→ **DOCUMENT EXCERPT**:
# Meet Missy, an abandoned kitty in my complex.



## my5kitties (Sep 13, 2005)

This is Missy. Her owners moved, but left her behind because "she likes being outside". Her owners thought she was a boy and named her Roger. Well, she's not a boy, so I changed her name to Missy. It breaks my heart to see her sitting outside of the apartment where her owners used to live, looking for food. She's such a little lovebug. She rubs on me and my sons when we walk by her apartment. She needs a new home. I wish it could be with me, but I already have four cats and I just can't take anymore. :-(


----------



## marie73 (Jul 12, 2006)

Oh, she's gorgeous! Look at those stripes!! Love the little white paws, too.

Maybe if you post her picture and stories on Craigslist, someone will want to adopt her.


----------



## MowMow (Nov 6, 2010)

If my car could make the 14 hour trip I'd come down and get her. She's gorgeous and looks like a sweetie. Are you going to take her to your local shelter?

→ **INFORMATION GIVEN**:
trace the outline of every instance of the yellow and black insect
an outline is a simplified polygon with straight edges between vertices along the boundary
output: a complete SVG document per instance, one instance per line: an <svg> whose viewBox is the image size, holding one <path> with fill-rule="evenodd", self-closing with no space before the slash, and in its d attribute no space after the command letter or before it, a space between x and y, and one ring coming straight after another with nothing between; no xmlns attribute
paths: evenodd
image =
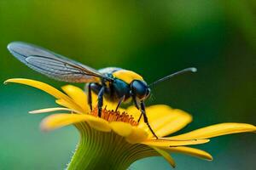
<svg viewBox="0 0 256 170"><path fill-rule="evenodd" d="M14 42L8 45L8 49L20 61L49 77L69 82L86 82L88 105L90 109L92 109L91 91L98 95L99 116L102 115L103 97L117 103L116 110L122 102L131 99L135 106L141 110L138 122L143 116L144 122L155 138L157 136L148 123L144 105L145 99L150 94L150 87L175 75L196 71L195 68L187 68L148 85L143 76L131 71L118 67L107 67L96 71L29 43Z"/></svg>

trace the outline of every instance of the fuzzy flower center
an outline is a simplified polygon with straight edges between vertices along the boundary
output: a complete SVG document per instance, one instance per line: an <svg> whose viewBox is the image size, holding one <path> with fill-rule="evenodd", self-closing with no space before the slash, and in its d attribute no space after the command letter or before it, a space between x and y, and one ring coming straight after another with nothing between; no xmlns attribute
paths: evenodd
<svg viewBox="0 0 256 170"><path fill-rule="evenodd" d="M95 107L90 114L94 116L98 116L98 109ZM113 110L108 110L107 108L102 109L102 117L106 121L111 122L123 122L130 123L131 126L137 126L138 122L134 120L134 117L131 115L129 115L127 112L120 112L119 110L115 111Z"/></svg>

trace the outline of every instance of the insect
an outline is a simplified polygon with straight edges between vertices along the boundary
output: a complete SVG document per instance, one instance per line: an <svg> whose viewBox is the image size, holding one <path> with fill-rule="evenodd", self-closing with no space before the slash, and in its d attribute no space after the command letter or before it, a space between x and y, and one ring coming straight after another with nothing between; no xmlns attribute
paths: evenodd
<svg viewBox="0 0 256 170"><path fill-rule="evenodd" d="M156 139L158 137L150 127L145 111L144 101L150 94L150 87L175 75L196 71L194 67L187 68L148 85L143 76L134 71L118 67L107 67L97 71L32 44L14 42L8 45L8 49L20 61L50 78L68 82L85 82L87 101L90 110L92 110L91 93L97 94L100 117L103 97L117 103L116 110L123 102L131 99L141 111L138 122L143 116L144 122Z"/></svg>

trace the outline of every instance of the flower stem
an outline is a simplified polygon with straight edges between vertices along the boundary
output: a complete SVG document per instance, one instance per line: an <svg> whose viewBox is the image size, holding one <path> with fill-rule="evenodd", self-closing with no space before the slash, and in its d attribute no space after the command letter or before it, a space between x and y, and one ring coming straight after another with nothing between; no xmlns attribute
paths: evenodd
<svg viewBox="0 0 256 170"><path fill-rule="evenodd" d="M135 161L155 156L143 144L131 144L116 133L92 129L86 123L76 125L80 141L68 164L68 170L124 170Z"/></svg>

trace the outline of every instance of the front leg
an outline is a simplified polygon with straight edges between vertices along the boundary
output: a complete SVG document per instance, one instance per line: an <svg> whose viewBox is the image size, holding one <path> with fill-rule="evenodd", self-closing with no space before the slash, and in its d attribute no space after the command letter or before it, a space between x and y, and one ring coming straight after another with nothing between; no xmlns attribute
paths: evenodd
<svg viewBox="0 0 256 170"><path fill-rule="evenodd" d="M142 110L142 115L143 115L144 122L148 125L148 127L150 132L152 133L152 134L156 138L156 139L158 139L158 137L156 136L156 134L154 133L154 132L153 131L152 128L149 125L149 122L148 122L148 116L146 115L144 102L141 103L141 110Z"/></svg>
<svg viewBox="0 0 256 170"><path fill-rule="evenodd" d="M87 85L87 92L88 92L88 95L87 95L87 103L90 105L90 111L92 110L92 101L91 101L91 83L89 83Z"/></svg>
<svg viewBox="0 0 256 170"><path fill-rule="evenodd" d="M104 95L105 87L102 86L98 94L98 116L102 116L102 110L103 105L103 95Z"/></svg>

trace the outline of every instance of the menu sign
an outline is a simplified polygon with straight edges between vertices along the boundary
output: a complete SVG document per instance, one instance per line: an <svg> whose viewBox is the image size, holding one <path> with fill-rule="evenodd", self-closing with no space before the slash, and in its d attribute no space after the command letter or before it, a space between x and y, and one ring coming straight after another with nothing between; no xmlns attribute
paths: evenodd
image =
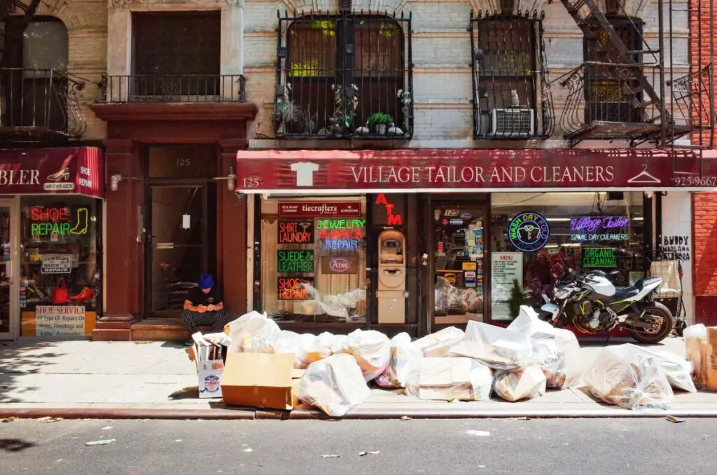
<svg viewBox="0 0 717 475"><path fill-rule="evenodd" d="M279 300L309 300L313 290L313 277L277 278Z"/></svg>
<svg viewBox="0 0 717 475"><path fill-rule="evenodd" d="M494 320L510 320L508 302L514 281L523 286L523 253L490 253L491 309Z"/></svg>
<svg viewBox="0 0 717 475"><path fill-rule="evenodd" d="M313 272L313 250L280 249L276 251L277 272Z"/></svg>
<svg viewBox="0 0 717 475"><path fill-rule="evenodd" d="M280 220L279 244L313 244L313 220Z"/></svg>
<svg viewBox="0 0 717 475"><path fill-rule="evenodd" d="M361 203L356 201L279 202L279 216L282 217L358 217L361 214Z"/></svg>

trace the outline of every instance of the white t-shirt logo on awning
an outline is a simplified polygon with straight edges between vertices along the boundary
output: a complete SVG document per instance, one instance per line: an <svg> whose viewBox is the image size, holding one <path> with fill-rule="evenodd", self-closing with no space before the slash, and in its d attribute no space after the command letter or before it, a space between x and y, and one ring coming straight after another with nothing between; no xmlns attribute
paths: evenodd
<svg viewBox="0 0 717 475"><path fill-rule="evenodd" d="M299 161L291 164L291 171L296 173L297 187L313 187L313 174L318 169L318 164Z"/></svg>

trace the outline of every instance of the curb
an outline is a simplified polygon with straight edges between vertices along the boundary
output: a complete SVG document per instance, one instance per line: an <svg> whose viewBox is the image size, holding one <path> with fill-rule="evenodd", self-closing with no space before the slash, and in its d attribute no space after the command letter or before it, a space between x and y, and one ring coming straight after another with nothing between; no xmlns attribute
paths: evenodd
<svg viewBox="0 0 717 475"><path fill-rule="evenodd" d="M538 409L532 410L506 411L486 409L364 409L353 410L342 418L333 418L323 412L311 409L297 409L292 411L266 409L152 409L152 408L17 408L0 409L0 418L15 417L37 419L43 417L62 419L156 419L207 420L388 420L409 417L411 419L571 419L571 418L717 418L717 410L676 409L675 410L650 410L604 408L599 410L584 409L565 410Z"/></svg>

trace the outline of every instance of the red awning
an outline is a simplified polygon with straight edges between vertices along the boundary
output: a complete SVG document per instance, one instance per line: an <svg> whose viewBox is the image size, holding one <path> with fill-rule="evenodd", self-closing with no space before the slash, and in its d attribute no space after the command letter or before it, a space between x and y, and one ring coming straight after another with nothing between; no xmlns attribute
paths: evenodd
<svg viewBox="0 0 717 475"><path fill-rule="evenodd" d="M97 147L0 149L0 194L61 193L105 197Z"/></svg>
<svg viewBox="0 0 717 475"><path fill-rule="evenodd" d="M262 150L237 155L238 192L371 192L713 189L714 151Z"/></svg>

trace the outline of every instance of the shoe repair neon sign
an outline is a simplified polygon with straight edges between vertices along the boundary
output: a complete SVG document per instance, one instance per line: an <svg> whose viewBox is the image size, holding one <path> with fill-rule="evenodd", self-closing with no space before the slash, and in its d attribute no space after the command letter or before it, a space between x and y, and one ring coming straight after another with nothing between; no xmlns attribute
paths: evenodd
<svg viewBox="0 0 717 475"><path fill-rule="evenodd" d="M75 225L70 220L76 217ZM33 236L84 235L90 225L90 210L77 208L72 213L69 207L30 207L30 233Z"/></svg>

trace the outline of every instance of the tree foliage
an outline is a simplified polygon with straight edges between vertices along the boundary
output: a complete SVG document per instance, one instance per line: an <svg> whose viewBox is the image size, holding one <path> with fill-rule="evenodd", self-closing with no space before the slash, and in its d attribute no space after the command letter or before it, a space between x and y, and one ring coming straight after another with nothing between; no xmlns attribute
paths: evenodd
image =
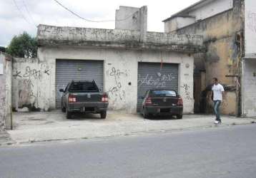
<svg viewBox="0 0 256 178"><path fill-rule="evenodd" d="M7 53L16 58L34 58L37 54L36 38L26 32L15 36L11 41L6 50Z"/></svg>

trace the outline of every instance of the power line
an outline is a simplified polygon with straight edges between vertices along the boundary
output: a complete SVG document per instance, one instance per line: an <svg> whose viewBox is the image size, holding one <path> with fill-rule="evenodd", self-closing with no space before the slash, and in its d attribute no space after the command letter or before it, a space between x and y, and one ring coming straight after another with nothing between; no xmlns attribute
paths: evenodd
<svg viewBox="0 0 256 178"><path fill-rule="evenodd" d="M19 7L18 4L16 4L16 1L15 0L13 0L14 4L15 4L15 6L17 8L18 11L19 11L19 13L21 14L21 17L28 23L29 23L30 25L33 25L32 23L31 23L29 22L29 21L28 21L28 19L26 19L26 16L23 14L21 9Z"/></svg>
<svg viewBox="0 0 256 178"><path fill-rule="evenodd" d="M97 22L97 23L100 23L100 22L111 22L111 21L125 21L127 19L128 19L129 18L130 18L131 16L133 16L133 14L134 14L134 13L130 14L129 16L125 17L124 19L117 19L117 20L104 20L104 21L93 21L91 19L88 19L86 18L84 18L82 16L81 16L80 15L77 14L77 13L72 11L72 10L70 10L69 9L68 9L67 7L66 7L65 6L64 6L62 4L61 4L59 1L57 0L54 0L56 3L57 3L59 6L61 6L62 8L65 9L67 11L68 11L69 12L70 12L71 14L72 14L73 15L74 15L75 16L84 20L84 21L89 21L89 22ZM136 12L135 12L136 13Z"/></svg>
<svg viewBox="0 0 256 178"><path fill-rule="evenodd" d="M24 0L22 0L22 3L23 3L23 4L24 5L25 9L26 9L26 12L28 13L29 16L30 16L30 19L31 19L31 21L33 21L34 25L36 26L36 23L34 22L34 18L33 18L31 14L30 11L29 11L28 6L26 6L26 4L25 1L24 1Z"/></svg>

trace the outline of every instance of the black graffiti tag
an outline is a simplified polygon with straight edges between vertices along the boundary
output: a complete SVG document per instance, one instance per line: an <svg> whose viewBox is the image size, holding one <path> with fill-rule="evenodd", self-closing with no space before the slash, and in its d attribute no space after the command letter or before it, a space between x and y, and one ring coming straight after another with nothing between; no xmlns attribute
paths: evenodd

→ **PROMPT A**:
List the usernames of everyone who posted in the forum thread about Missy.
→ **PROMPT B**:
Extend the forum thread about Missy, the abandoned cat, by writing what comes after its final post.
The records have no connection to the forum thread about Missy.

→ **RESPONSE A**:
my5kitties, marie73, MowMow

→ **RESPONSE B**:
----------



## my5kitties (Sep 13, 2005)

Well, I'm not sure, but I think my cousin might be interested in Missy. His mom just recently lost her cat and may be looking for a new one. I'm waiting to hear from him to see what he says. 

Missy has the most gorgeous green eyes, but she's such a little wiggle worm. I was lucky to get the pictures that I got. Luckily my youngest son was with me, so I was able to get these pictures. Tomorrow I'm going to go back out with my daughter's camera and see if I can get some better pictures of her.

And Mow, the local shelter out here is a kill shelter. I know if I bring her there...well, you know... :-(


----------



## my5kitties (Sep 13, 2005)

Since I can't edit my previous post, I'll just post this here.

I just heard from my cousin. His mom isn't ready for a new cat right now. :-(


----------



## Susan (Mar 29, 2010)

She's such a sweetheart...it's beyond me how anyone could just leave her alone like that. As Marie suggested, perhaps posting on Craigslist might help, or perhaps kajiji. I hope you're able to find a new home for her.


----------



## dweamgoil (Feb 3, 2010)

Me, too...hoping for a good home for her...she's gorgeous!


----------



## OctoberinMaine (Sep 12, 2006)

What a cutie. I hope you're able to find a home for her. Do you work somewhere that you could post something on a company bulletin board?


----------



## Salemcat2 (Dec 28, 2010)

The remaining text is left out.